[What the exercise asks] Set down, in full, every record in the block.

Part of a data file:

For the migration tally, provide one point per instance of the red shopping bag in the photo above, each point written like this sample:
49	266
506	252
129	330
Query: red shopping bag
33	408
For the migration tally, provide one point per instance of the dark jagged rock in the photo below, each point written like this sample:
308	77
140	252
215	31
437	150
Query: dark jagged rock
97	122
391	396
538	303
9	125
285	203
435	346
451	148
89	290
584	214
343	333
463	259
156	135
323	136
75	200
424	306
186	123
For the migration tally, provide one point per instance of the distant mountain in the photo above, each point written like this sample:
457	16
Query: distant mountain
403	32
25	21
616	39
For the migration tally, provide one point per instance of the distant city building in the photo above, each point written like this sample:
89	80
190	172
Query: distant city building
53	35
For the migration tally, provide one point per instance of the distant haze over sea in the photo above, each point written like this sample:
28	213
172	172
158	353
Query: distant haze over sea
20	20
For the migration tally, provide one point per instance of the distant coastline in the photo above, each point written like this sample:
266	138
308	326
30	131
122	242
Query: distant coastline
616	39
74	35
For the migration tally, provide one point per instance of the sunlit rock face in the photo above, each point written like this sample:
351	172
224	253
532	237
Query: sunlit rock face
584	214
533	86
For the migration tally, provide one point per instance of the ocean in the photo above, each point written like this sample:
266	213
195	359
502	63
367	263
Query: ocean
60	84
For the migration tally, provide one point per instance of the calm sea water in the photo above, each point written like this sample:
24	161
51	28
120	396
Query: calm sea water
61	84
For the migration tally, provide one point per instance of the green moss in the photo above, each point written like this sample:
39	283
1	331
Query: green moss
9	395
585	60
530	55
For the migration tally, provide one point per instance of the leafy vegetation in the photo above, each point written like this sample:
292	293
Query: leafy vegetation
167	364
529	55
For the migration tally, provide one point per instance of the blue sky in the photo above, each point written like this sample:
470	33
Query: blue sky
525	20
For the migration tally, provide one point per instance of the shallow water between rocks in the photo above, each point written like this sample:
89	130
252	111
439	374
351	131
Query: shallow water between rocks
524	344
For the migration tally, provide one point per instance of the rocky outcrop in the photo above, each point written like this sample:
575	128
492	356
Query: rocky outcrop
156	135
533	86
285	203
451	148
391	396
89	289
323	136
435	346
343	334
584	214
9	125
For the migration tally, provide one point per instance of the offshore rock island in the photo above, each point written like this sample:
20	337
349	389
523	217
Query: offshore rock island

[Response below]
For the migration tally, provide one point per instance of the red shopping bag in the photo above, each point written like this sample:
49	266
506	252
129	330
Query: red shopping bag
33	408
For the migration tally, provide one point per instance of the dark jagged rock in the photo below, each point written like this sample:
308	77
140	252
215	31
437	150
Query: dark jagged rock
97	122
391	396
538	303
9	125
285	203
435	346
451	148
89	290
584	214
343	333
463	259
156	135
323	136
75	200
424	306
186	123
For the migration tally, provide one point per instance of the distant mountain in the photo above, each point written like this sample:
457	16
Query: distant mountain
403	32
25	21
616	39
For the migration tally, provide one point per instance of the distant city building in the photo above, each point written like this sample:
89	80
190	172
Query: distant city building
53	35
For the migration tally, provide one point per instance of the distant haze over sea in the photo above, each point written like this sample:
28	213
172	172
158	353
Query: distant haze over sea
20	20
For the migration tally, provide one point per instance of the distant coastline in the photo above, each point written like this sample:
266	138
308	326
30	131
122	242
Query: distant coastline
616	39
74	35
For the migration tally, provide one point per instance of the sunlit rock face in the photo above, each point written like this sample:
351	172
224	253
532	237
Query: sunlit rock face
584	214
533	86
For the migration tally, provide one point per instance of the ocean in the photo above, each point written like this sample:
266	213
195	359
502	63
367	263
Query: ocean
60	84
For the migration tally, provide one point per instance of the calm sea water in the photo above, each point written like this sample:
24	161
51	28
120	396
Query: calm sea water
61	84
For the migration tally, provide one point per instance of the green moss in the photo above, each point written like this sample:
39	283
1	331
Query: green moss
9	395
585	60
530	55
For the migration tally, provide one point per instance of the leafy vegetation in the photo above, each point written like this sample:
292	293
Query: leafy vegetation
167	364
529	55
For the migration tally, provide one point per instance of the blue sky in the photo above, each point written like this sample:
470	33
Query: blue sky
525	20
For the migration tally, provide one point per instance of the shallow water between rocks in the photo above, each point written like this sample:
89	130
252	111
439	374
351	131
Query: shallow water between rocks
524	344
For the migration tally, provide one point per instance of the rocky outcrop in the photo above, each point written like this sample:
575	128
492	356
Query: rocky outcrop
156	135
533	86
285	203
451	148
391	396
89	289
323	136
435	346
343	334
584	214
9	125
For the migration tally, provide one point per instance of the offshore rock island in the photo above, each point written like this sample:
20	337
349	389
523	217
Query: offshore rock island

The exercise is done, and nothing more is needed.